CHALLENGE =
Copy all the entries below exactly, but not the pictures.
[Start]
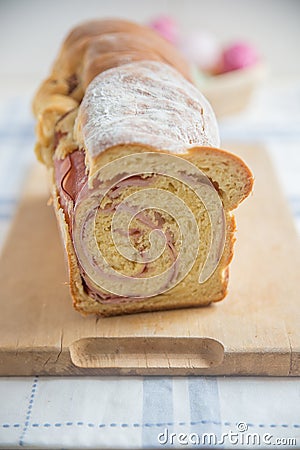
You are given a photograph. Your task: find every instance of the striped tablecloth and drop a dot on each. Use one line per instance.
(154, 412)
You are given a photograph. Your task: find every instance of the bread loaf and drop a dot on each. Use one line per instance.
(142, 192)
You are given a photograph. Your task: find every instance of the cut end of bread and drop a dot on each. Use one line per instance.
(142, 193)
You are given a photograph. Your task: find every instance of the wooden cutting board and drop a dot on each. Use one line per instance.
(255, 330)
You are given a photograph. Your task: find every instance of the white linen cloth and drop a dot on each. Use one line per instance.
(143, 412)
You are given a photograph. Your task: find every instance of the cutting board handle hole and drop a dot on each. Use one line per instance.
(137, 352)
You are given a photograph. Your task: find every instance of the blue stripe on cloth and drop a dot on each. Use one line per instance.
(157, 409)
(204, 407)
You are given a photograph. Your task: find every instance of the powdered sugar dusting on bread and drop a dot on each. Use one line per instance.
(145, 102)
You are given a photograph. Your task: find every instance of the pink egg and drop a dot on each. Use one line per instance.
(166, 27)
(202, 49)
(239, 56)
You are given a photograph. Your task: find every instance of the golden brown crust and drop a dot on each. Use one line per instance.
(88, 50)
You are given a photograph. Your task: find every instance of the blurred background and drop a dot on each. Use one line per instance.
(258, 103)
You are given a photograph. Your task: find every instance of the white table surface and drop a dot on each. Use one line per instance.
(132, 412)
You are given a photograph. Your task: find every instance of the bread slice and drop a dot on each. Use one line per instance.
(142, 193)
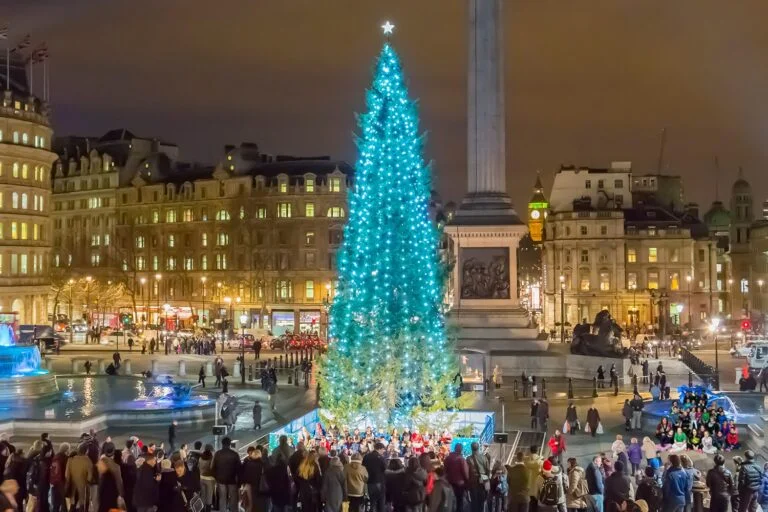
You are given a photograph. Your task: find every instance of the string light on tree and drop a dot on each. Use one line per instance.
(389, 353)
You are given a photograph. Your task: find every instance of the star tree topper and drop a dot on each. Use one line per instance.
(388, 28)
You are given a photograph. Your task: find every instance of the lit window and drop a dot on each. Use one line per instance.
(653, 280)
(284, 210)
(674, 281)
(309, 290)
(605, 281)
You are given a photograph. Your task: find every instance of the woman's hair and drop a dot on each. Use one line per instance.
(308, 467)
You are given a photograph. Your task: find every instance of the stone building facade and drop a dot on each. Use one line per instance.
(25, 201)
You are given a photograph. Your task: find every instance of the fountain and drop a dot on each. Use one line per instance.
(21, 378)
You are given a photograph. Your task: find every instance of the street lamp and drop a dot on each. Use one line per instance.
(158, 277)
(689, 278)
(715, 325)
(562, 308)
(203, 280)
(243, 322)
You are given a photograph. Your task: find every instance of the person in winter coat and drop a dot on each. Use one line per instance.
(394, 483)
(749, 481)
(442, 499)
(78, 476)
(576, 496)
(721, 485)
(533, 465)
(334, 486)
(677, 485)
(551, 474)
(356, 477)
(226, 469)
(618, 486)
(593, 420)
(649, 490)
(572, 419)
(415, 491)
(635, 455)
(251, 476)
(557, 447)
(457, 474)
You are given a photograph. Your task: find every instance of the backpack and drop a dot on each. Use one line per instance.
(550, 491)
(57, 471)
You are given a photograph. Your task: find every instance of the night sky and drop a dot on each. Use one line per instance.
(588, 81)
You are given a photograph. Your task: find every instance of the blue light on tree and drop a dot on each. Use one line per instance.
(389, 351)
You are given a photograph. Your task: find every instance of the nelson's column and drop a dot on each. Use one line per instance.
(486, 230)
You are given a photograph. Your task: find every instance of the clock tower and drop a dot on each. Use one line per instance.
(537, 212)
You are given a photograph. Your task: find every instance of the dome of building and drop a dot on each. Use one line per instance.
(717, 216)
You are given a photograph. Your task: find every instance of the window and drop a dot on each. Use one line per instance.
(284, 210)
(632, 280)
(221, 261)
(309, 290)
(653, 280)
(674, 281)
(605, 281)
(283, 289)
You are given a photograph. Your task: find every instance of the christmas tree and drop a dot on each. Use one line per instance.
(389, 356)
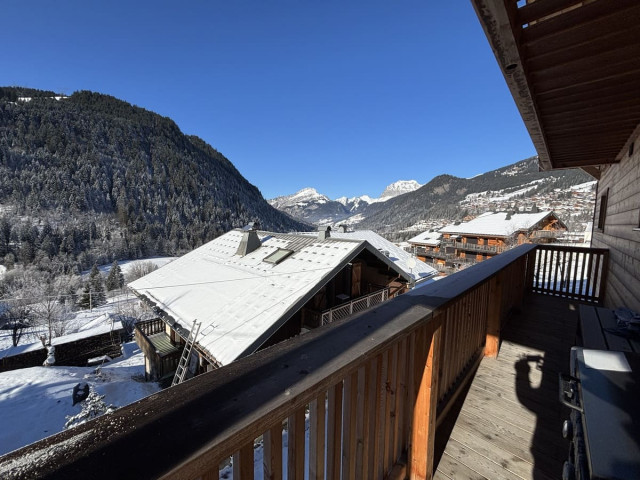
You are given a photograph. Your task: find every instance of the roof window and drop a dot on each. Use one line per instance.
(278, 256)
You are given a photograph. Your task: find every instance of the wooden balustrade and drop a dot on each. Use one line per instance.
(151, 327)
(369, 390)
(572, 272)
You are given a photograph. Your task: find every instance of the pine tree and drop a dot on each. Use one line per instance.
(93, 291)
(115, 279)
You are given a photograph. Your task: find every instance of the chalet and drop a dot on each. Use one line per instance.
(418, 271)
(458, 379)
(249, 289)
(494, 232)
(426, 247)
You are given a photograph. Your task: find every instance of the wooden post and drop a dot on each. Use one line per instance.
(316, 437)
(424, 414)
(494, 313)
(272, 454)
(295, 456)
(243, 463)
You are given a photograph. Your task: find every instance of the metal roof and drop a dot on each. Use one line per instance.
(416, 269)
(573, 68)
(242, 300)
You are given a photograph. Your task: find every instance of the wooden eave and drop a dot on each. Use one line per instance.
(573, 68)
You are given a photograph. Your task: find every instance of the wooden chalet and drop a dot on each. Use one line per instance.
(495, 232)
(250, 289)
(426, 246)
(456, 379)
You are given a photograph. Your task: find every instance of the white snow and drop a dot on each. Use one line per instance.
(398, 188)
(79, 321)
(127, 265)
(36, 400)
(584, 187)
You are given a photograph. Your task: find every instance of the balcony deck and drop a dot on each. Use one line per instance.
(508, 425)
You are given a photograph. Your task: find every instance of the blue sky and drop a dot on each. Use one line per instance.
(344, 96)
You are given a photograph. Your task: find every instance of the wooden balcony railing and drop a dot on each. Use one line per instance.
(151, 327)
(355, 306)
(360, 397)
(572, 272)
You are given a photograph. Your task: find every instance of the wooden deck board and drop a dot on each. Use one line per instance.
(508, 425)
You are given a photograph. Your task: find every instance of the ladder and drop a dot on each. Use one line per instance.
(182, 369)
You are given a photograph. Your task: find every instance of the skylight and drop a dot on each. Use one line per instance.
(278, 256)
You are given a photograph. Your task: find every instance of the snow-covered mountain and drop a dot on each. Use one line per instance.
(398, 188)
(317, 208)
(405, 205)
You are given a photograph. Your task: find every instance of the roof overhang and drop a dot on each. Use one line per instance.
(291, 311)
(573, 68)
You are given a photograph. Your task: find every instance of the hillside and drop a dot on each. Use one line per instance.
(310, 206)
(447, 198)
(453, 198)
(91, 178)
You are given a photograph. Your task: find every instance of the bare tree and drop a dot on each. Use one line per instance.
(139, 269)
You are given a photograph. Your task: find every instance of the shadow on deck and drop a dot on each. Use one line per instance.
(507, 425)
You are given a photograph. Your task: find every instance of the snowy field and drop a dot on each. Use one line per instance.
(79, 321)
(35, 401)
(82, 320)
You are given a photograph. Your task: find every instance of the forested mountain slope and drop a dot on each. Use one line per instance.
(452, 198)
(92, 171)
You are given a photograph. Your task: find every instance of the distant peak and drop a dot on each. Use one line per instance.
(400, 187)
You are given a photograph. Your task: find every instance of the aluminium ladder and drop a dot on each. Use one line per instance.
(182, 369)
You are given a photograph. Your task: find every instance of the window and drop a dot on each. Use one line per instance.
(278, 256)
(602, 214)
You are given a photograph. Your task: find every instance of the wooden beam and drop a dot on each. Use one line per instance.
(316, 438)
(272, 453)
(494, 317)
(295, 456)
(243, 463)
(424, 415)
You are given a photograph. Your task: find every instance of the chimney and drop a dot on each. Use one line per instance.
(250, 241)
(324, 233)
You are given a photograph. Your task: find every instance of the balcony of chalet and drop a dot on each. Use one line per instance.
(456, 379)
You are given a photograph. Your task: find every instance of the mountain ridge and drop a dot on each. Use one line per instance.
(92, 162)
(447, 197)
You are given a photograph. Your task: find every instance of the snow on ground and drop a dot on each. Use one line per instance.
(127, 265)
(79, 321)
(35, 401)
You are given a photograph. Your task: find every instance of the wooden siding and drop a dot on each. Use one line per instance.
(508, 423)
(620, 233)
[End]
SOLUTION =
You are given a photograph. Your task: find every instance of the striped tablecloth and drop a dot on each. Use one line per instance.
(154, 412)
You are given a photograph. Your task: find every instance of the bread loaf and drop a dot on each. Use one line per instance.
(142, 192)
You are given a photograph. Your task: find every instance of the cut end of bread and drop a dot on each. Use one line per instance.
(142, 193)
You are given a photograph. Your task: find every instance of the wooden cutting board and drop a dot on each. Use one line per instance.
(255, 330)
You are given a photograph. Your task: find every instance of the white linen cloth and drop a dot on each. Use one line per instance.
(143, 412)
You are given a photograph. Your task: find every instance of the cutting board handle hole and drop a dot on each. Use one line per instance.
(137, 352)
You are given a photograph. Your task: find every instance of the blue stripe on cloth and drop a dot on each. Use one line per instance.
(157, 409)
(204, 407)
You are given a photograph. Your task: find every instance of the powdered sugar dusting on bread and drop a dot on each. Use one line per instance.
(145, 102)
You are given a photograph. Your task: find every instance of the pink egg and drop a dot on each. Use one line per instance.
(166, 27)
(202, 49)
(239, 56)
You are given a photograph. Your task: find every instance of the golden brown crust and drop a dot on each. Use one line per instance.
(88, 50)
You are given a photograph. Your task: find every instance of the blurred background and drop a dot on each. Use one line per instance.
(258, 103)
You are given a photograph. Your task: find every instance of the white table surface and drop a dot on each. Use one line per instance.
(132, 412)
You are given a photograph. Your task: find every instance of the bread slice and drop a dot on each. Use one line per instance.
(142, 193)
You are given a photograph. Your task: find every instance of the string light on tree and drop a dot on each. Use one line per instance.
(389, 353)
You are given a photograph. Your task: find every instance of the star tree topper and drop a dot on each. Use one line per instance.
(388, 28)
You are given a photograph. Your task: find every instance of the lit window and drop a dot on each. Use one line per instance.
(653, 280)
(284, 210)
(674, 281)
(309, 290)
(605, 281)
You are given a photograph. Your task: find every instance of the woman's hair and drop a dot on each. Use one line per instance.
(308, 467)
You are given a photograph. Your task: find every instance of the stone building facade and drop a dot on each. Use one line per instance.
(25, 201)
You are given a photograph. Your task: find every instance of the fountain and drop a dot on each. Use one line per instance.
(21, 378)
You are given a photograph. Your task: find every instance of the street lamp and drop a dot on each. Use one line per instance.
(158, 277)
(689, 278)
(715, 325)
(562, 308)
(203, 280)
(243, 322)
You are given a photograph. Your task: find every instance of the person in winter coat and drop a dot on each. Use one line per instance.
(394, 483)
(749, 481)
(442, 499)
(78, 476)
(576, 496)
(721, 485)
(533, 465)
(334, 486)
(677, 485)
(551, 474)
(356, 477)
(226, 469)
(618, 486)
(593, 420)
(649, 490)
(572, 419)
(415, 491)
(635, 455)
(251, 476)
(557, 447)
(457, 474)
You are given a photograph. Your task: find every instance of the backpack and drop a dot on each. Use one line per instance.
(550, 491)
(57, 471)
You are given a photograph. Your task: find every instance of the night sky and drop a dot on each. Use one line per instance.
(588, 81)
You are given a photograph. Your task: find every instance of the blue light on tree and drop a dot on each. Use one line per instance.
(389, 351)
You are given a photograph. Your task: find every instance of the nelson's column and drop a dot on each. Use one line per instance.
(486, 230)
You are given a photograph. Your task: find every instance of the clock tower and drop a dot on each. Use one line per instance.
(537, 212)
You are given a photograph. Your task: find every instance of the dome of building and drop a dot on each. Use one line per instance.
(717, 216)
You are given a photograph. Your task: find every instance of the window and drop a dot on each. Use one line per instance.
(284, 210)
(632, 280)
(221, 261)
(309, 290)
(653, 280)
(674, 281)
(605, 281)
(283, 289)
You are given a photograph. Your task: find every instance of the christmas tree and drop a dot on each. Use one line per instance.
(389, 356)
You are given a photograph. Your task: find every instance of the roof window and drop a dot on each. Use one line per instance.
(278, 256)
You are given a photograph. Your task: find every instance of the wooden balustrade and drop a dot on each. Use one line per instance.
(151, 327)
(369, 390)
(572, 272)
You are given a photograph. Your task: find every instance of the pine tree and drop a dot on each. Use one line per instance.
(93, 291)
(115, 279)
You are given a photograph. Your task: find every instance of the chalet and drop a dot on each. Use one line per instance.
(418, 271)
(458, 379)
(249, 289)
(494, 232)
(426, 247)
You are given a photograph. Your task: find every instance of the wooden post and drop a dot on each. Use one line per instance.
(316, 437)
(424, 414)
(494, 313)
(272, 454)
(295, 456)
(243, 463)
You are given a photograph. Your task: find every instance of the metal roof and drop a dot on each. Use one line per instance.
(416, 269)
(573, 68)
(242, 300)
You are given a photograph. Your task: find every instance of the wooden eave and drop a dot on each. Use one line per instance.
(573, 68)
You are given a photograph. Your task: find every instance of the wooden chalet and drop a dot on each. Use one line per instance.
(495, 232)
(250, 289)
(426, 246)
(456, 379)
You are given a photograph. Your task: find every instance of the white snow and drop a dot on each. Use one line per instance.
(398, 188)
(79, 321)
(127, 265)
(36, 400)
(584, 187)
You are given a photograph. Your task: find every instance of the balcony deck and drop a dot on each. Use one line per instance.
(508, 425)
You are given a photograph. Your task: find every instance of the blue sky and drop a dot on each. Use one line per instance.
(344, 96)
You are given a photograph. Your task: find every instance of the wooden balcony railing and drop a dot on each. Use one line per instance.
(151, 327)
(355, 306)
(360, 397)
(572, 272)
You are given a photograph. Your task: find every instance of the wooden deck board and drop a dot on each. Use one line per instance.
(508, 425)
You are given a photograph. Your task: find every instance of the ladder and drop a dot on each. Use one line per instance.
(182, 369)
You are given a photograph. Your task: find every instance of the skylight and drop a dot on each. Use one line per instance.
(278, 256)
You are given a photograph. Your task: find every instance of the snow-covered mountain and drop a dot on each. Use one line per instance.
(398, 188)
(317, 208)
(405, 205)
You are given a photograph. Your task: find every instance of the roof overhang and drop a dot on each. Use one line per instance.
(291, 311)
(573, 68)
You are given a photograph. Your task: find every instance of the hillside and drop a dot on each. Use one line per instance.
(310, 206)
(447, 198)
(453, 198)
(91, 178)
You are given a photograph. Your task: find every instance of the bare tree and drop a dot on each. Use one line per instance.
(139, 269)
You are given a photograph. Your task: find every instance of the shadow on deck and drop a dot on each. Use one line per instance.
(507, 425)
You are given a photograph. Your task: find every instance of the snowy field and drop a dot on each. Use one line per instance.
(79, 321)
(35, 401)
(82, 320)
You are given a photograph. Your task: find every instance of the forested mountain slope and drop a dot on each. Use one line per instance.
(452, 198)
(92, 171)
You are given a photograph. Your task: find every instance of the distant peak and drop a dot on each. Use one line per instance.
(400, 187)
You are given a photograph. Your task: find every instance of the aluminium ladder and drop a dot on each. Use one line per instance.
(182, 369)
You are given a photograph. Your task: find every instance of the window and drop a dot on each. Use one line per instance.
(278, 256)
(602, 214)
You are given a photograph. Your task: find every instance of the wooden beam and drop a dot on each. Use one line per instance.
(316, 438)
(272, 453)
(494, 317)
(295, 456)
(243, 463)
(424, 415)
You are given a photograph. Your task: find every instance of the chimney and drop a dot on each. Use one line per instance.
(250, 241)
(324, 233)
You are given a photograph. Your task: find every instance of the balcony of chalet and drop a dot on each. Use one line per instance.
(456, 379)
You are given a photograph. Your task: find every instance of the mountain ridge and drop a dot on each. Use one line per instance.
(92, 162)
(447, 197)
You are given a photograph. Your task: find every instance of the snow on ground and drop a dot on each. Use one line per instance.
(127, 265)
(79, 321)
(35, 401)
You are given a photograph. Your task: find every instance of the wooden siding and drop a dot on each. Use one line per instance.
(508, 423)
(620, 233)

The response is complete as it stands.